GIVEN TEXT:
—————

The long-awaited roadmap from the Prime Minister about our route out of lockdown is unsurprisingly cautious.
In the past the Government has been accused of moving out of restrictions too quickly and that is something Boris Johnson doesn't want to be accused of this time as his aim is to ensure that this current third lockdown will be our last.
On Monday 8 March few people will notice much of a change as our instruction will still be to 'stay at home', however pupils will be allowed back at school where there'll be increased testing, familiar face mask rules and limits placed on mixing of students to try and avoid outbreaks.
The other people who'll notice a significant and positive change in a fortnight will be those living in care homes, visitors will once be allowed in on a limited basis and after a negative test.
I've spoken to many carers and care home managers in recent weeks and their one major request has been to restart visits to help their residents stop feeling so isolated.
For most people, though, the only change is that we can meet one other person outside and, legally, sit on a bench for a coffee or food.
The main instruction will still be to stay at home. That will change on the Monday 29 March when there will be a small relaxation on meeting in groups of six outside or two households and we will be allowed to mix in private gardens - no indoor mixing will be allowed or overnight stays. Outdoor sport will be able to restart then too
The PM says all decisions and timings beyond those two dates are provisional and based on the data.
Reasons to be positive in the West Country
More than 38 per cent of adults in the region have had their first dose of a Covid jab which is more than 1.7 million people.
98% of over-70s have already had their first jab in the region.
The number of covid patients in our hospitals continues to fall significantly, down from 1029 patients a week ago to 775 now.
The number of people with the virus in intensive care is falling too, 78 this morning down from 131 last weekend
Infection rates across the South West continue to fall in all areas and as we have seen throughout the pandemic the more rural areas of the South West continue to see the lower levels of infection.

—————

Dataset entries
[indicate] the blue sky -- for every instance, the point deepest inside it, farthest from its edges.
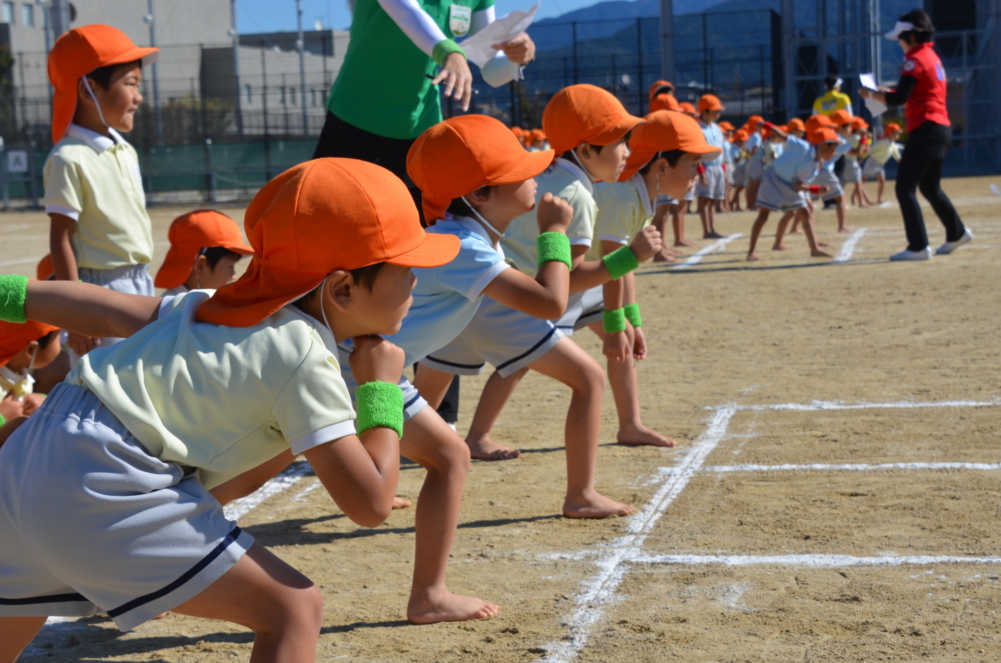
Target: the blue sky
(277, 15)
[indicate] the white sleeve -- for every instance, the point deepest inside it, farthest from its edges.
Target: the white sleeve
(499, 70)
(414, 22)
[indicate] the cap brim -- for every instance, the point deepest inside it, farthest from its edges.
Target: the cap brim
(433, 251)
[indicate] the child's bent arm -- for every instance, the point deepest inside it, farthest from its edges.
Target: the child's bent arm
(89, 309)
(360, 473)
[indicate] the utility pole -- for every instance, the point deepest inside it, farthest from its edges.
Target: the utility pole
(301, 43)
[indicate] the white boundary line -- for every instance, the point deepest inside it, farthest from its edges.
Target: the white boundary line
(849, 246)
(600, 589)
(696, 257)
(827, 561)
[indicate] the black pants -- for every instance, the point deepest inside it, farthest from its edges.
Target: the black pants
(340, 139)
(921, 167)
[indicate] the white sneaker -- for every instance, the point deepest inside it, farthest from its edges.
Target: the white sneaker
(908, 254)
(950, 246)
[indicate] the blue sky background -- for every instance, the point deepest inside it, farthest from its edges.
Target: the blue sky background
(277, 15)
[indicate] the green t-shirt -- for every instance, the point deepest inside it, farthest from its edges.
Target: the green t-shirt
(381, 86)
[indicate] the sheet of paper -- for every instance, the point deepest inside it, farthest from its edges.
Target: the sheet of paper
(875, 107)
(477, 47)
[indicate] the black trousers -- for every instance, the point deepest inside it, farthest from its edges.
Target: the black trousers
(921, 167)
(340, 139)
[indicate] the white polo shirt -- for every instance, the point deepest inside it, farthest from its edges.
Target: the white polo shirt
(95, 180)
(222, 400)
(564, 179)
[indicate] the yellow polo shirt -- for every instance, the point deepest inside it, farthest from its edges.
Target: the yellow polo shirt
(222, 400)
(566, 180)
(624, 208)
(95, 180)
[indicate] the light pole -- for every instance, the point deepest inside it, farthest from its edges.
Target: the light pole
(301, 44)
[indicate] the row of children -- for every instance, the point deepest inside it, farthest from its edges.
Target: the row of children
(110, 491)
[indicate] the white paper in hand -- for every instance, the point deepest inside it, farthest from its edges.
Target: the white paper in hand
(874, 106)
(477, 47)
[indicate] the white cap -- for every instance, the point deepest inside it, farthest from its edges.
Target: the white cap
(902, 26)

—————

REQUIRED TASKS:
**1)** In the text on the lockdown roadmap, what share of over-70s in the region have already had their first jab?
**2)** Continue the text on the lockdown roadmap from its final sentence.
The lines are not needed for this work.

ANSWERS TO THE TASKS:
**1)** 98% of over-70s in the region have had their first jab.

**2)**
The average daily numbers of deaths reported by our hospitals have started to fall, this is normally the last number to start falling because of the time between people becoming infected and then becoming critically unwell.
If these trends continue then the major unlocking in the second step on Monday 12 April (at the earliest) will see the removal of the stay local and stay at home messages (hopefully for ever) and overnight stays, for many this will be the first time we feel like we have a sense of freedom.
There are some MPs, especially on the Conservative back benches who feel like things should be moving quicker and they're concerned that the wider opening of the economy is not going to happen until after Easter at the earliest.
Within the South West's tourism and hospitality industries there is a general sense of disappointment but not shock as many felt they would be left shut for longer.
However, what is completely missing today is any details of financial support for businesses that need to be closed for longer - the current furlough scheme is due to end at the end of April, but there are some pubs, hotels and restaurants that won't be able to open until May and nightclubs until June at the earliest.
The Prime Minister is being urged by some to stop being so cautious, while there are others who think some of the relaxations are coming too quickly.
Don't forget this is just a plan and any unlockings after schools reopening and outdoor sport restarting are only being given guidance dates and could slip back if the data gets worse.